- **EXERCISE INSTRUCTIONS**: Would you print all of the entries word for word?

Saved data entries:
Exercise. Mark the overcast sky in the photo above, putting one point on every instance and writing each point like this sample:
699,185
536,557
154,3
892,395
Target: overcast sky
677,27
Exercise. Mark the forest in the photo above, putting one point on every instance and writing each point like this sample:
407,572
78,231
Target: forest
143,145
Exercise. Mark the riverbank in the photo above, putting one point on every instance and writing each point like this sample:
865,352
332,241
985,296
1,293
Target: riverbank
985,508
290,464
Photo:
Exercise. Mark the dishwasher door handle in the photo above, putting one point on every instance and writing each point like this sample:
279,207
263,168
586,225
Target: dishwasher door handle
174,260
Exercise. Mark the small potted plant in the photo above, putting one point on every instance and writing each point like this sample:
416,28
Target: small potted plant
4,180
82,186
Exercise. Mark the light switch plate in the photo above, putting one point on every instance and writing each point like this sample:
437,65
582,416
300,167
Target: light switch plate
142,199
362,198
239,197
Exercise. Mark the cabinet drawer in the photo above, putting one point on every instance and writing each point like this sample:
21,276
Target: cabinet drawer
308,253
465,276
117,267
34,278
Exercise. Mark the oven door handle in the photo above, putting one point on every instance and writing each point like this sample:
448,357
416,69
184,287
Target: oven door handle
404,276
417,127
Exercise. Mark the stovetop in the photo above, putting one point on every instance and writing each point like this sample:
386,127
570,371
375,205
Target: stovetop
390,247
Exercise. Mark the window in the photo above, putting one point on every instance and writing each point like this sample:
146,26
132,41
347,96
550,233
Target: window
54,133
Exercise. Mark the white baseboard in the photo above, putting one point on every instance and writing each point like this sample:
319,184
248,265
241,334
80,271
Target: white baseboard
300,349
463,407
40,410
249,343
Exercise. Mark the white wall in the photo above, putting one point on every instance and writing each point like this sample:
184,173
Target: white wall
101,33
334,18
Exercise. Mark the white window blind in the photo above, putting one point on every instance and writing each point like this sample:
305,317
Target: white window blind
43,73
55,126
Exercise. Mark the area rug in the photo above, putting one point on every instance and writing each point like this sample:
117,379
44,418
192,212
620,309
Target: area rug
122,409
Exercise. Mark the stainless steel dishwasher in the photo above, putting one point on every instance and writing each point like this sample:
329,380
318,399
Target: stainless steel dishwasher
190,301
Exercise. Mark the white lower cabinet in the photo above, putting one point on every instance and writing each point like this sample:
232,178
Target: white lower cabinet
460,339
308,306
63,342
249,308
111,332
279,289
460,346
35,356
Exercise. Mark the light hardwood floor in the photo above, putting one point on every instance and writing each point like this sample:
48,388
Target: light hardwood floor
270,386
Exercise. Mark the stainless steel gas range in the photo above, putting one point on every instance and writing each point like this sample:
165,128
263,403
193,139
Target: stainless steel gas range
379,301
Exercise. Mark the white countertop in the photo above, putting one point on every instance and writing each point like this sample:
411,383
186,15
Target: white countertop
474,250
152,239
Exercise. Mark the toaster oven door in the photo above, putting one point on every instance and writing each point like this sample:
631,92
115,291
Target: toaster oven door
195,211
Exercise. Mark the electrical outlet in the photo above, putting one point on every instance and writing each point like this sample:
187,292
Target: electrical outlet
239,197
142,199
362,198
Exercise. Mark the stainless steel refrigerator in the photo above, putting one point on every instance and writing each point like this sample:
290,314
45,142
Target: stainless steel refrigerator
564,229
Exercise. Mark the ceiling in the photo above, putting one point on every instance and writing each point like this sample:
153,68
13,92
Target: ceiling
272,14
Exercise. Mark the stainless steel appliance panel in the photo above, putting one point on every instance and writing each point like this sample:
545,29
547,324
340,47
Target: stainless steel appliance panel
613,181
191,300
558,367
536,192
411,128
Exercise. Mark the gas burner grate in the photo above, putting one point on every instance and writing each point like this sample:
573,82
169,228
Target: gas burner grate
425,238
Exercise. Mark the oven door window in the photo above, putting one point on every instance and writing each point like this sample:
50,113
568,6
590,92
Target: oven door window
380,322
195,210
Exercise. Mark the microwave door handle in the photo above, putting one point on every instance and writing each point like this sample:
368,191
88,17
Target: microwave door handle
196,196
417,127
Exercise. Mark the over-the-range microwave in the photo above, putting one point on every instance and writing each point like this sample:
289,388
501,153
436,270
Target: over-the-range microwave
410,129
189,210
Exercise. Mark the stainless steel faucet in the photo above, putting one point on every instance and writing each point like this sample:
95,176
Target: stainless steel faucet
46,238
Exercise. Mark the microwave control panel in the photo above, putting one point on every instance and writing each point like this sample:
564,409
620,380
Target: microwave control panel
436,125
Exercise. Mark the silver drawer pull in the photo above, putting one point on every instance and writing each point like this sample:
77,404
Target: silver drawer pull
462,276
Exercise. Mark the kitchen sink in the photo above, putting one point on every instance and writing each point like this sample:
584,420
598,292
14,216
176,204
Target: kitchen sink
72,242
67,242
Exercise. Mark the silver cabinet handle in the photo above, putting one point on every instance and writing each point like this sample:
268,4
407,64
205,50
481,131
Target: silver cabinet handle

- **OUTPUT OF THE TASK**:
Exercise. Mark the overcast sky in the photo above, putting one point on every instance and writing each point like this sample:
699,185
536,557
154,3
892,395
Target: overcast sky
677,27
Exercise. Mark the forest in the photo above, putting one point on every instance and writing each point like this sample:
407,572
78,231
Target: forest
143,145
Exercise. Mark the riverbank in the photo above, putting one point on every instance and writing each point like this sample:
865,352
332,241
985,296
1,293
Target: riverbank
985,508
290,464
Photo:
Exercise. Mark the dishwasher door handle in the photo above, putting one point on every instance and writing each point like this sample:
279,207
263,168
586,225
Target: dishwasher door handle
174,260
Exercise. Mark the small potted plant in the photo above, putting one point on every instance and writing each point like this sample:
416,28
Target: small potted plant
4,180
82,186
Exercise. Mark the light switch plate in the photo above, putting one point on every instance and writing each point like this sample:
437,65
582,416
300,167
Target: light switch plate
142,199
362,198
239,197
Exercise. Mark the cabinet drawer in the photo above, putting one point on every instance and writing each point like this sample:
21,276
Target: cabinet drawer
308,253
465,276
117,267
34,278
Exercise. Mark the oven door handle in the photo above, putting one point on every instance and writing each point like this sample:
448,357
416,69
184,287
Target: oven door handle
404,276
417,127
Exercise. Mark the stovetop in the photo above, putting one point on every instance and writing each point like this sample:
386,127
570,371
375,205
Target: stovetop
390,247
Exercise. Mark the window in the photo above, putting one point on every instance and writing each point like this sample:
146,26
132,41
347,96
550,233
Target: window
54,133
Exercise. Mark the white baseboard in the photo above, putting one point on every instance and writing each point like this sample:
319,184
248,265
241,334
80,271
Target: white baseboard
300,349
463,407
40,410
249,343
Exercise. Mark the white wall in the photo above, putting one point on every instance and writing each point like this sample:
184,173
Target: white wall
101,33
334,18
Exercise. Mark the white window blind in the photo above, putting one point on every instance and writing each point like this sample:
305,317
Target: white window blind
43,73
55,126
Exercise. Mark the area rug in the photo above, putting one point on every instance and writing each point like this sample:
117,379
44,418
192,212
620,309
Target: area rug
122,409
Exercise. Mark the stainless steel dishwasher in the photo above, putting one point on every instance and writing each point like this sample:
329,380
318,399
Target: stainless steel dishwasher
190,301
Exercise. Mark the white lower cabinet in the photo above, putting one point on every instance and writing each point like this sample:
232,178
Target: white lower cabinet
460,339
308,306
63,342
249,308
111,332
279,289
460,346
35,356
Exercise. Mark the light hardwood floor in the photo above, putting one point on every instance and writing each point like this sample:
48,388
Target: light hardwood floor
270,386
Exercise. Mark the stainless steel gas range in the photo above, putting one point on every instance and writing each point like this sample:
165,128
263,403
193,139
Target: stainless steel gas range
379,301
Exercise. Mark the white countertop in the photo above, putting one point on every instance and writing each point like this sample:
411,383
186,15
Target: white countertop
474,250
152,239
Exercise. Mark the toaster oven door in the photo above, putting one point on every instance and writing each point like this sample:
631,92
115,291
Target: toaster oven door
195,211
Exercise. Mark the electrical outlet in the photo above, putting one point on every instance and writing each point like this sample:
187,292
Target: electrical outlet
239,197
142,199
362,198
Exercise. Mark the stainless steel refrigerator in the photo above, putting one point on every instance and writing each point like this sample:
290,314
45,142
Target: stainless steel refrigerator
564,229
Exercise. Mark the ceiling in the photo above, putting one point on every instance and writing each point like this sample:
153,68
13,92
Target: ceiling
272,14
Exercise. Mark the stainless steel appliance panel in the photo above, putting one point on every instance and writing each point like this sample:
545,29
547,324
340,47
Target: stainless steel appliance panel
613,181
191,300
558,367
536,192
411,128
Exercise. Mark the gas burner grate in the photo above, putting one point on every instance and writing each point like this sample:
573,82
169,228
Target: gas burner grate
425,238
Exercise. Mark the oven door window in the photo above, putting one point on every instance and writing each point like this sample:
50,113
568,6
590,92
Target: oven door window
380,322
195,210
Exercise. Mark the microwave door handle in the photo above, putting one point on every instance and writing each point like this sample:
368,191
88,17
Target: microwave door handle
196,196
417,127
Exercise. Mark the over-the-range microwave in the photo above, putting one point on every instance and writing each point like this sample:
289,388
501,153
436,270
Target: over-the-range microwave
410,129
189,210
Exercise. Mark the stainless steel faucet in the photo above, putting one point on every instance and writing each point like this sample:
95,176
Target: stainless steel faucet
46,238
Exercise. Mark the microwave control panel in the photo above, putting one point on every instance and writing each point like this sample:
564,409
620,380
Target: microwave control panel
436,125
Exercise. Mark the silver drawer pull in the photo above, putting one point on every instance and writing each point like this sample:
77,404
Target: silver drawer pull
462,276
Exercise. Mark the kitchen sink in the photo above, putting one point on every instance and writing each point like this sample:
584,420
598,292
14,216
176,204
Target: kitchen sink
72,242
67,242
Exercise. Mark the silver cabinet handle in the photo above, putting one point on every instance and writing each point like this sample:
268,4
407,64
205,50
481,131
Target: silver cabinet handle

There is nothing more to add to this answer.